[PROBLEM STATEMENT]
Locate the line containing "find the pink flamingo in the photo above" in the data below. Reproduce it and every following line up to the end, exactly as given.
....................
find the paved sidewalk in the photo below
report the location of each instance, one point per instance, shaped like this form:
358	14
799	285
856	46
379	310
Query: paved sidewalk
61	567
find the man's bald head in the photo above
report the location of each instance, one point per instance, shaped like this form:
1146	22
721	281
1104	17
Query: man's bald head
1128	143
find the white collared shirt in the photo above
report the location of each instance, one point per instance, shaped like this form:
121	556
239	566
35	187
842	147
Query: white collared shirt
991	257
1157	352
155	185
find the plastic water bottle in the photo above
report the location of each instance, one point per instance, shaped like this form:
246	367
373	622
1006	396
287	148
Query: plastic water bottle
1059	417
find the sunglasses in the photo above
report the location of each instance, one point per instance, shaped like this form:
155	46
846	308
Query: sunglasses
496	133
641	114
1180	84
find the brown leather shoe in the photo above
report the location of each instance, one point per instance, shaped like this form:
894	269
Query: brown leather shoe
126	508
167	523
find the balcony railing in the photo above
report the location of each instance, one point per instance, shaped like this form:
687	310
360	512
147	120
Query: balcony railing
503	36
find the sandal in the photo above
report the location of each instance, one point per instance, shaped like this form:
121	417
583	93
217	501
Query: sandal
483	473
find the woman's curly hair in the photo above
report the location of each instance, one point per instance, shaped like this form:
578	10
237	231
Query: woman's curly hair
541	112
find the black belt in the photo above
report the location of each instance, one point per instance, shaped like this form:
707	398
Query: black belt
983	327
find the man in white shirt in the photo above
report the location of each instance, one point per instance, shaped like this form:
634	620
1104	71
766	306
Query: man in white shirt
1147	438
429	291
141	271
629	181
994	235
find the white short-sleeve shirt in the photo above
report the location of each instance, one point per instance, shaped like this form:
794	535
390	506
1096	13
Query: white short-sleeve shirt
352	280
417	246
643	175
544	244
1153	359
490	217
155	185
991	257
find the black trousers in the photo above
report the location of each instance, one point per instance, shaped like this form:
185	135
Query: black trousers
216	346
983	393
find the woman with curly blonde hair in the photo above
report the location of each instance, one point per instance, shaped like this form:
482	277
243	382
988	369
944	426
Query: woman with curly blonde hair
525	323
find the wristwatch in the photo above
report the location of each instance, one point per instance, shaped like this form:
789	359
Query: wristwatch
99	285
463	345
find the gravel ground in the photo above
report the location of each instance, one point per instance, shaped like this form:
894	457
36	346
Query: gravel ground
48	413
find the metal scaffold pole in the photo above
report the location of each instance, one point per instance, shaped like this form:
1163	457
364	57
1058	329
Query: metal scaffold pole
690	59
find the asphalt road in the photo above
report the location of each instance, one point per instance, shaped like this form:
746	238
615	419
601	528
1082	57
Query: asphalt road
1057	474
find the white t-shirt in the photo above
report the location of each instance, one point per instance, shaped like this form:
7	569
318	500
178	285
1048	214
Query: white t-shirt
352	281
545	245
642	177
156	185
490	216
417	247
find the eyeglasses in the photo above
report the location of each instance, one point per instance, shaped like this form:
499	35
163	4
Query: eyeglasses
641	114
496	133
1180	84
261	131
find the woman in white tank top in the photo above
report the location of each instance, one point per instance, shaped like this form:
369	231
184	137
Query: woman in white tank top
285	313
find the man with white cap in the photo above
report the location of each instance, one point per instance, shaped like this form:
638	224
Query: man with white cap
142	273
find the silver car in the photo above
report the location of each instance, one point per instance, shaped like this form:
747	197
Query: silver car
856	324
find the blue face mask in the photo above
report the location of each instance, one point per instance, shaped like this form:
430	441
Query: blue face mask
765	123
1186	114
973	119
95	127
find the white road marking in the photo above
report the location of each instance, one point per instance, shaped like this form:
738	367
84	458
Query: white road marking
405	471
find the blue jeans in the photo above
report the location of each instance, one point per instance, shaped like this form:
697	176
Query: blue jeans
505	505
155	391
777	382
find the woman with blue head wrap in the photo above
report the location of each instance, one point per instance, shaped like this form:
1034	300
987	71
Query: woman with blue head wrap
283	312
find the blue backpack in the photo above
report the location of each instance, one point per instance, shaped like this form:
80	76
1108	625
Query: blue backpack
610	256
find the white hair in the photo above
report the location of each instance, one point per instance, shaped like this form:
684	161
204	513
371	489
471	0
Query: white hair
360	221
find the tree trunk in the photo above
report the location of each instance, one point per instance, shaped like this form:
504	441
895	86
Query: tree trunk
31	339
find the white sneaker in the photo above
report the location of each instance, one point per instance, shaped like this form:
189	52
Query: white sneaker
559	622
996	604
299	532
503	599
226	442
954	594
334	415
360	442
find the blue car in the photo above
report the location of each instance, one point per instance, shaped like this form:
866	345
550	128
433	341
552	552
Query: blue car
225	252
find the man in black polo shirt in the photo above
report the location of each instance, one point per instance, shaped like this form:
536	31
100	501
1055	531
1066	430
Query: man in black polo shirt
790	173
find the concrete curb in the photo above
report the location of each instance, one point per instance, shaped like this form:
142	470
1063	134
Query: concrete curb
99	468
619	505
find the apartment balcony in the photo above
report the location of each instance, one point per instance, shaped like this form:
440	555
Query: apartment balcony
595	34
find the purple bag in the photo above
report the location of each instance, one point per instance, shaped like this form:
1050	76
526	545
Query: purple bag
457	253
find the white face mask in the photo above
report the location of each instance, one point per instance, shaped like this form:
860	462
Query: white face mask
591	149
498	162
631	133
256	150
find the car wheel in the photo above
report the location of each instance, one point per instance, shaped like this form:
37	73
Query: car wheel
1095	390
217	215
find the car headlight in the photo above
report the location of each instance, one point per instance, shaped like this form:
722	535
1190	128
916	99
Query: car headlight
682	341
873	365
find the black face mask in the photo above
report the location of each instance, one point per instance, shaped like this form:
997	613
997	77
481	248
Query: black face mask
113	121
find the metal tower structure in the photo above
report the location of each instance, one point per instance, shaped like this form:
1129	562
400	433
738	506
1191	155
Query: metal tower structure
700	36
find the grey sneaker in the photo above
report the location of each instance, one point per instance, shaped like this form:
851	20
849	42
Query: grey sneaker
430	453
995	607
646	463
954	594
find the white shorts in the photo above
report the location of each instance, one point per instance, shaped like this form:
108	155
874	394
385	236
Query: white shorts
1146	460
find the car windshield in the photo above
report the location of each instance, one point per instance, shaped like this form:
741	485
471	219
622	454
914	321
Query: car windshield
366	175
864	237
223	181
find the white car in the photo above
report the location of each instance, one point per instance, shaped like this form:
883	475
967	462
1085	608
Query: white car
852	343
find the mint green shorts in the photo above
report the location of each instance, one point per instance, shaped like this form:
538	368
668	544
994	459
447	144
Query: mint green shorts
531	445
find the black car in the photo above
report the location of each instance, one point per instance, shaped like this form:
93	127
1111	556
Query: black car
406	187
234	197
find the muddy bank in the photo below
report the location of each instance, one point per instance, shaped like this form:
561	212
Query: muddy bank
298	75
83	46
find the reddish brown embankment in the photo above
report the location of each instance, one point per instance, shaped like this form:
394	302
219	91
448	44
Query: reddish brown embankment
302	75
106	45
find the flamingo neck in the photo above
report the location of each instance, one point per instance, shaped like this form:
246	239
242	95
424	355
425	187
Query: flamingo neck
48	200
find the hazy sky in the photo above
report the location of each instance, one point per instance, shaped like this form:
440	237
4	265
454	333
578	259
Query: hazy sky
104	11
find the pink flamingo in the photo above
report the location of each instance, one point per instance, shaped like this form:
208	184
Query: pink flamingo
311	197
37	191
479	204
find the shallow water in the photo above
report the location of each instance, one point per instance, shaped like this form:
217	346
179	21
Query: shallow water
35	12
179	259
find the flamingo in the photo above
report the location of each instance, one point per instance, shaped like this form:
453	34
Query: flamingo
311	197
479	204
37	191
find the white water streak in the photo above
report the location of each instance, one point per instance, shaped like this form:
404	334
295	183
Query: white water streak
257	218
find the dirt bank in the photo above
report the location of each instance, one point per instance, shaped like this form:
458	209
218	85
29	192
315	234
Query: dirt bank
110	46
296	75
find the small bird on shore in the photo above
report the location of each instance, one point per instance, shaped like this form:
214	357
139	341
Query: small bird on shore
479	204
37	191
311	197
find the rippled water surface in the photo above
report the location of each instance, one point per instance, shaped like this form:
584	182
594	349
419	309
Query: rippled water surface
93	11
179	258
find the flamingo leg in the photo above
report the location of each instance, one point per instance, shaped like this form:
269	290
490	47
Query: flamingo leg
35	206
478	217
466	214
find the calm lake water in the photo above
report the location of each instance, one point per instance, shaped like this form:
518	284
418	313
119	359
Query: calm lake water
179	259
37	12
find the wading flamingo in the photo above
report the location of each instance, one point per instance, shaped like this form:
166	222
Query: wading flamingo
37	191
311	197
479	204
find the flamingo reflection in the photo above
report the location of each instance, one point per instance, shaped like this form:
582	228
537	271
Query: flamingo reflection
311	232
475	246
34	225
....................
[TASK OUTPUT]
find the pink flamingo in the photo above
report the location of each instance, one point per instance, shaped like this form:
208	184
Query: pink flamingo
311	197
37	191
479	204
find the shallow water in the photo above
report the location of each instance, one point per instance, shaped like this form:
217	346
179	21
Query: shallow water
35	12
179	259
find the flamingo in the photo above
report the location of each instance, one point per instance, shaped like this form:
453	34
Query: flamingo
311	197
479	204
37	191
find the white water streak in the photo above
report the location of each instance, one point per instance, shaped like this form:
404	334
295	183
Query: white water streak
257	218
find the dirt bank in the photo above
report the location of each instance, one point per instance, shaped like this form:
458	209
218	85
29	192
315	234
Query: dirt bank
110	46
296	75
find the small bird on shore in the photo above
report the location of each instance, one point per instance, shaped like this form:
214	357
139	341
Query: small bird on shore
479	204
37	191
311	197
find the rippled water surface in the photo above
report the location of each instance, one point per instance, shaped like this form:
584	182
594	349
419	309
Query: rippled water surface
93	11
179	258
find the flamingo leg in the photo above
report the location of each instance, one point per instance, shaped like this form:
269	290
490	47
Query: flamingo leg
35	206
478	217
466	214
find the calm lake water in the photo above
report the location of each instance, one point per instance, shaped like this form:
518	284
418	313
119	359
Query: calm lake water
179	259
37	12
find the wading flamingo in the photo above
report the location of each instance, one point per instance, shaped like this form:
166	222
Query: wading flamingo
37	191
311	197
479	204
find the flamingo reflection in the photo above
report the location of each instance, one point per instance, shaped like this form:
582	228
537	271
Query: flamingo reflection
311	232
475	246
34	225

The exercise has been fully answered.